**WHAT THE TASK ASKS:** Every line from the one containing "Expected: one point per instance of the paving" to the final line of the material below must be reproduced exactly; leave out all other lines.

**RECORDS FOR THIS TASK:**
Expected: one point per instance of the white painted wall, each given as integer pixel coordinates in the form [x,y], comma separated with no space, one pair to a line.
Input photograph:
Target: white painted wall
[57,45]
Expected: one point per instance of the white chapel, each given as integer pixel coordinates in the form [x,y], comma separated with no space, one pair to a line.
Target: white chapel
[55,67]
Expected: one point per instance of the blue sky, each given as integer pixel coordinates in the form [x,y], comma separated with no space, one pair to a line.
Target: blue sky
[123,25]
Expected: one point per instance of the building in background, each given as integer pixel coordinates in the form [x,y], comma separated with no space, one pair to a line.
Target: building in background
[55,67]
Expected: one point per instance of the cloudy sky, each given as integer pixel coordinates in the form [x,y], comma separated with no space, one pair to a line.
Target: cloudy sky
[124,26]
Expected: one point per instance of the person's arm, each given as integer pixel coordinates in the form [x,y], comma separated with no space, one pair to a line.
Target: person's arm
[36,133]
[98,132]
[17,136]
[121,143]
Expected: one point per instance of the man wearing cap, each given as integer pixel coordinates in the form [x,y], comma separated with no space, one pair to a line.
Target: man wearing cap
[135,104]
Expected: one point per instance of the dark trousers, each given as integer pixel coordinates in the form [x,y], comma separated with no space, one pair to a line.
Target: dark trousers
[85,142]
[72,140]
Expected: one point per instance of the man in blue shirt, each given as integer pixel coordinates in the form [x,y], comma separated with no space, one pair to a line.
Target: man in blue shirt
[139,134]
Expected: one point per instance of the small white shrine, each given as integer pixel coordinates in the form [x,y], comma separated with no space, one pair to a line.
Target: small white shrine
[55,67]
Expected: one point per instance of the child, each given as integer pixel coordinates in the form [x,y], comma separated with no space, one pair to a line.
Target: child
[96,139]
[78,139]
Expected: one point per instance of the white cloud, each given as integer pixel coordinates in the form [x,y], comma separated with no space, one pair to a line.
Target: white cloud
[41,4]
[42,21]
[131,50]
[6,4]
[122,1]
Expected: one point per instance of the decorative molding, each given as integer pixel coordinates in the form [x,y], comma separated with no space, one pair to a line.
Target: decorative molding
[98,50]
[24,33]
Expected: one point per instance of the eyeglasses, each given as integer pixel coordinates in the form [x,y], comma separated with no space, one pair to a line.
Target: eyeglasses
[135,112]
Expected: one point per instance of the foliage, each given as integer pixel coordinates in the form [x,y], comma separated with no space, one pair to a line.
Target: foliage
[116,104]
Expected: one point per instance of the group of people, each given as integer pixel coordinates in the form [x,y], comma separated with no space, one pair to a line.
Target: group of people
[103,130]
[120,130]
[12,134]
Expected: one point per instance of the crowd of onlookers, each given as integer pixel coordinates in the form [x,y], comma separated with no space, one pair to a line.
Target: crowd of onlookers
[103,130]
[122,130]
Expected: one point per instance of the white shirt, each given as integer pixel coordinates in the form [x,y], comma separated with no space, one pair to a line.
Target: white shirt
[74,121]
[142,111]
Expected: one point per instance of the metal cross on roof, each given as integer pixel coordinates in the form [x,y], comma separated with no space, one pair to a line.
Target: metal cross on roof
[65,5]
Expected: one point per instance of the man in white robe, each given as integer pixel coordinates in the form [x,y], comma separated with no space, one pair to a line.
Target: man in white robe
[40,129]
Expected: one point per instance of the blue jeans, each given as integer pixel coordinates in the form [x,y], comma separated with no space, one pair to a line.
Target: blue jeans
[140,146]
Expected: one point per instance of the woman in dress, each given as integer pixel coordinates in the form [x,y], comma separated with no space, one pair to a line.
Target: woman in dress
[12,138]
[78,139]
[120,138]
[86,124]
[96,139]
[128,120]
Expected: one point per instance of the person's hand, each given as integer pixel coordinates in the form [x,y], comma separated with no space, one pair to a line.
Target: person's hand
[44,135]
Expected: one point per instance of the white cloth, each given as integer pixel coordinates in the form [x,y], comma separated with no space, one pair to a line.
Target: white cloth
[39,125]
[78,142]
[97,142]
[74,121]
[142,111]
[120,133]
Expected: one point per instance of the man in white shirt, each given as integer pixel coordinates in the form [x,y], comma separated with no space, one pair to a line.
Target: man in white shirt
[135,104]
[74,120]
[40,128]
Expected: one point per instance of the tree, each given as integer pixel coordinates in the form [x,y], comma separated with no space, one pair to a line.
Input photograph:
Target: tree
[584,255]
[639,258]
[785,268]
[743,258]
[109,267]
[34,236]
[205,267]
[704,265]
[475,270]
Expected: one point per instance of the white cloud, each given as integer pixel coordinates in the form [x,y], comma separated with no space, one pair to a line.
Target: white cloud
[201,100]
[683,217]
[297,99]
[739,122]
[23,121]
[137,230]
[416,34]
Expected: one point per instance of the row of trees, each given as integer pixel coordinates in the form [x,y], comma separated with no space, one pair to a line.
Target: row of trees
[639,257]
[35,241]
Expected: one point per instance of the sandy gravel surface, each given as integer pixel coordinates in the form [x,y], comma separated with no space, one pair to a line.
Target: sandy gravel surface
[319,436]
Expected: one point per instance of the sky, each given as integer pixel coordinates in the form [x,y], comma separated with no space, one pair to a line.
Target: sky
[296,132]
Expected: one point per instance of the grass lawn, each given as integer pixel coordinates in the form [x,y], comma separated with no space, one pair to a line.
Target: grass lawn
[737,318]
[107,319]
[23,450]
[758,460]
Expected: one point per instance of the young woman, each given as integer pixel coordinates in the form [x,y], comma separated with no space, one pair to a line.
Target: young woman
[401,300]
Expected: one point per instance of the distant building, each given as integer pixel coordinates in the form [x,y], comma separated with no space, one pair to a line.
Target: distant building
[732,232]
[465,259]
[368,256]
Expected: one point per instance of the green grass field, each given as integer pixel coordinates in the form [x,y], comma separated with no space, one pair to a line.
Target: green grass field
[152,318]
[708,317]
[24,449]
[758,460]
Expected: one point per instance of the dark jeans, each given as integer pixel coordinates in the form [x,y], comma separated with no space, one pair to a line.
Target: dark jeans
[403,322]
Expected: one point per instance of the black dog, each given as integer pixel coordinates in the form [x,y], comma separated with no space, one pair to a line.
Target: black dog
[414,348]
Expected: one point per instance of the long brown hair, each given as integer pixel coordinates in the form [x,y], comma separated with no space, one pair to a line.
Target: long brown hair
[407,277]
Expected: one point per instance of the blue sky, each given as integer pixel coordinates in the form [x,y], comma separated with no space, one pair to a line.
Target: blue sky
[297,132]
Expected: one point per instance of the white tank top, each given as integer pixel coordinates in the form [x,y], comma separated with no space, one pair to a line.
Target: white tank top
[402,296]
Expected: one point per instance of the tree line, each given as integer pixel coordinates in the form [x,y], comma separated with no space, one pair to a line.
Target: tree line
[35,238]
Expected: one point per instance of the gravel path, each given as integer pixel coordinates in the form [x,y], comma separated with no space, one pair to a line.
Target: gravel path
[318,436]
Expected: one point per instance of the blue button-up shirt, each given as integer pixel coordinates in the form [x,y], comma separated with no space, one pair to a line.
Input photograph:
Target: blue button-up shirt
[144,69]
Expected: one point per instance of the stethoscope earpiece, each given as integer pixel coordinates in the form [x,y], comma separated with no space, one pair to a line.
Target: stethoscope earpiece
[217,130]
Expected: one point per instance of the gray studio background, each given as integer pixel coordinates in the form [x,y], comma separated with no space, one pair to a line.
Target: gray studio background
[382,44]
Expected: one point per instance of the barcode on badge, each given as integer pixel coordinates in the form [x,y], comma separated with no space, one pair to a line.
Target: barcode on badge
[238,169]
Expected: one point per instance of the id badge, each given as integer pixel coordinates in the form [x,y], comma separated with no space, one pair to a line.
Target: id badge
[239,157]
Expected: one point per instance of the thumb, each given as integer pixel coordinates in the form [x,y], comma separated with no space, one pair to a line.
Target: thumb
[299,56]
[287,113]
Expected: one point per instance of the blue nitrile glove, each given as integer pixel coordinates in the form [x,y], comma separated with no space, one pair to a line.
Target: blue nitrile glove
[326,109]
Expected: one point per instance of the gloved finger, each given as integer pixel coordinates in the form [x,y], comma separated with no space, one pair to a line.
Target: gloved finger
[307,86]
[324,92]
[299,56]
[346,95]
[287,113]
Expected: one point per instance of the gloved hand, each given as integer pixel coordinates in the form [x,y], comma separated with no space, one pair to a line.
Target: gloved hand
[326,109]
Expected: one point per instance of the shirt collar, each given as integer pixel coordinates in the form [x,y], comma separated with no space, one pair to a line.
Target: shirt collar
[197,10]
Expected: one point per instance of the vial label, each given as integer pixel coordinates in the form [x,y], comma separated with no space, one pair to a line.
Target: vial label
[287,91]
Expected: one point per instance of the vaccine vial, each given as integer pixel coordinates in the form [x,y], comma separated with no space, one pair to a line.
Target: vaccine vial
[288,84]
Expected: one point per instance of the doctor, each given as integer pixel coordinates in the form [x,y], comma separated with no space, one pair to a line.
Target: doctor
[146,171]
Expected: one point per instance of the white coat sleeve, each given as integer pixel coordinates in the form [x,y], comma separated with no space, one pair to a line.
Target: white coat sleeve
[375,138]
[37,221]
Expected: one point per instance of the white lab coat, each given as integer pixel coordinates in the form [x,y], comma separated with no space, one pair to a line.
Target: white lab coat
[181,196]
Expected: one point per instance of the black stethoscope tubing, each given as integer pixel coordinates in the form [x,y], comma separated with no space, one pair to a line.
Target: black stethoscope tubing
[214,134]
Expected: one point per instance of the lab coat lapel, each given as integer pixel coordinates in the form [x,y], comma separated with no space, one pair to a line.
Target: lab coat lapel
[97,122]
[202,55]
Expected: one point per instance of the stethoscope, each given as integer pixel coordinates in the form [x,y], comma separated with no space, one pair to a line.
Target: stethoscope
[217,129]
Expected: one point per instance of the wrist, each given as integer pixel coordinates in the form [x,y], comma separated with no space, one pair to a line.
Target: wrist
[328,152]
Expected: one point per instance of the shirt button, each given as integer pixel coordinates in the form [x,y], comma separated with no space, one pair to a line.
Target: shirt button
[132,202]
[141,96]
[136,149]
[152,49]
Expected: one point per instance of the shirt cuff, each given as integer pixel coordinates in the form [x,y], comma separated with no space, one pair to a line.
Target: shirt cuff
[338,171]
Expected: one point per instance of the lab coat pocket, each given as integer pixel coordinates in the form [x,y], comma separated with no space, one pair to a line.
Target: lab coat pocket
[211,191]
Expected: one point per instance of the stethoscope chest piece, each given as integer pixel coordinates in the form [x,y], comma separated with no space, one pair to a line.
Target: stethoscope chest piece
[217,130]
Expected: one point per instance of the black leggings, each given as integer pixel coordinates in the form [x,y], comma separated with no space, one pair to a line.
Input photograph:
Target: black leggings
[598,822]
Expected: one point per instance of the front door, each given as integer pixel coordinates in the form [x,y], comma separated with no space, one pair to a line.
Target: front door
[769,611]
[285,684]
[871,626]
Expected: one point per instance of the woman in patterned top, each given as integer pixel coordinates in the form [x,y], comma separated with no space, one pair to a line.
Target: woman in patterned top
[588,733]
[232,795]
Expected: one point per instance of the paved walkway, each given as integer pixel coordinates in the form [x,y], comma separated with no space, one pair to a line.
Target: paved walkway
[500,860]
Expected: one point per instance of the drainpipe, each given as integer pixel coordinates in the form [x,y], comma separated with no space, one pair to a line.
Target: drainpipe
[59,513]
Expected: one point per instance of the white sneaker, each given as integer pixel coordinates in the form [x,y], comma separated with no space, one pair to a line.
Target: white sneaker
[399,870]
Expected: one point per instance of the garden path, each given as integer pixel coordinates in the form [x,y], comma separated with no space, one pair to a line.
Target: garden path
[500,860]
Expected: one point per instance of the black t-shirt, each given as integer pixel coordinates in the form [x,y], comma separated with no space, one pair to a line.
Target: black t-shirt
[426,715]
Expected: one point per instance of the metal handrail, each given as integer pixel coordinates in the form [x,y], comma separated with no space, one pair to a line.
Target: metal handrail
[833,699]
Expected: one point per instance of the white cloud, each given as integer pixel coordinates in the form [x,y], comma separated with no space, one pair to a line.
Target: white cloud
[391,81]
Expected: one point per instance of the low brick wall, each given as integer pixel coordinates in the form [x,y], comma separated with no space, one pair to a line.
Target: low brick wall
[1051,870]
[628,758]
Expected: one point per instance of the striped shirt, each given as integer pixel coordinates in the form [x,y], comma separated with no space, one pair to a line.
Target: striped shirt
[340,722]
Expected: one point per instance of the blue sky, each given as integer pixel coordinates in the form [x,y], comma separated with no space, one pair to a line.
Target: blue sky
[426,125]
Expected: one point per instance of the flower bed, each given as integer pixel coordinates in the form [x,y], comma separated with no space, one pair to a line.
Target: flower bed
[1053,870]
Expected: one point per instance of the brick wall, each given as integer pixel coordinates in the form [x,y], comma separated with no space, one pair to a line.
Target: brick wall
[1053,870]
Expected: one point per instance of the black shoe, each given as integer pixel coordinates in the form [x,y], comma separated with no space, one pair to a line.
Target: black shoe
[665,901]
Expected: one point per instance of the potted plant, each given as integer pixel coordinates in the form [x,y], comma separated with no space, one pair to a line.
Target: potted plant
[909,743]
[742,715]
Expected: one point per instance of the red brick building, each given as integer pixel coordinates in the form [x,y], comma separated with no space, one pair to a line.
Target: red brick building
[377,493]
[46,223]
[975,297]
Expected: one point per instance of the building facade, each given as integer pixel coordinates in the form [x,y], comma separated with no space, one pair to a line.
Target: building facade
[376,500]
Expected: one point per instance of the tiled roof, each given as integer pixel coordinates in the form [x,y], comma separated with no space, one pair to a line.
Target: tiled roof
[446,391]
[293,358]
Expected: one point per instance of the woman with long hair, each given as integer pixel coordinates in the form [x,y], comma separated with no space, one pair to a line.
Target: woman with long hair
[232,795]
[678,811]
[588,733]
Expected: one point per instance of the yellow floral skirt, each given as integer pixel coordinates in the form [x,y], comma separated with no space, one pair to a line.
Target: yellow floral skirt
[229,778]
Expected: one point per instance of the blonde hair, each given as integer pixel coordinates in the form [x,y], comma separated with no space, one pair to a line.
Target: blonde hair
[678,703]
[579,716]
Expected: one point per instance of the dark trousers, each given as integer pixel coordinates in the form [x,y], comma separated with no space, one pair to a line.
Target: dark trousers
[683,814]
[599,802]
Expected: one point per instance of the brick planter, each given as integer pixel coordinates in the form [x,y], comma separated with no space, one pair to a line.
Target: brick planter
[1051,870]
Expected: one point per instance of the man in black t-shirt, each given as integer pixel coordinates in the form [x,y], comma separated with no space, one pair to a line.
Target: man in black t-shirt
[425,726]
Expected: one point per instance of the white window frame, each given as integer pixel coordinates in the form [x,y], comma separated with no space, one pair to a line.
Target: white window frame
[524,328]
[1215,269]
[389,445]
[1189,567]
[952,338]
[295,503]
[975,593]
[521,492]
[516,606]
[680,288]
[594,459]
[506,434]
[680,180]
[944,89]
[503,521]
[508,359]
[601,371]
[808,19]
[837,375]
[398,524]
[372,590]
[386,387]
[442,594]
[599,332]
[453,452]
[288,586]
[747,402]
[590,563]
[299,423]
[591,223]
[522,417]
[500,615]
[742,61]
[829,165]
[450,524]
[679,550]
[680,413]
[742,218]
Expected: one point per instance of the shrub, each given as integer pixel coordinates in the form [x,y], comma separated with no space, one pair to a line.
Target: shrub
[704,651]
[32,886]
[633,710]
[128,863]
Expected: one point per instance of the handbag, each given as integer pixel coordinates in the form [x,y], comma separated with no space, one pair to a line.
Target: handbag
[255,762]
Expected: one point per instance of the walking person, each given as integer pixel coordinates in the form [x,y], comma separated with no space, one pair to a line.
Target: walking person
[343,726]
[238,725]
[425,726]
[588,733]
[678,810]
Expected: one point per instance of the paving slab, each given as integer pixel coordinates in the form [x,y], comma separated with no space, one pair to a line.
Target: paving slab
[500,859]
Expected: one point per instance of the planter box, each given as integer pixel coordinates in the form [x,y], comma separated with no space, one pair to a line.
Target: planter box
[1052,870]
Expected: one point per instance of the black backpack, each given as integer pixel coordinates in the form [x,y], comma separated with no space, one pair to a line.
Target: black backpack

**SOLUTION TO THE PROBLEM:**
Expected: one point per instance of the paving slab, each given as integer pixel coordinates in the form [x,y], comma separated with no space, one pair to a line.
Target: paving slab
[500,859]
Expected: one point per instance of the planter box, each given as integer pixel coordinates in the form [x,y], comma separated with no space, one pair to a line.
Target: planter box
[1052,870]
Expected: one point per instance of the black backpack, each given as integer pixel coordinates in the form [x,y], comma separated with no space, one pair to a line.
Target: black backpack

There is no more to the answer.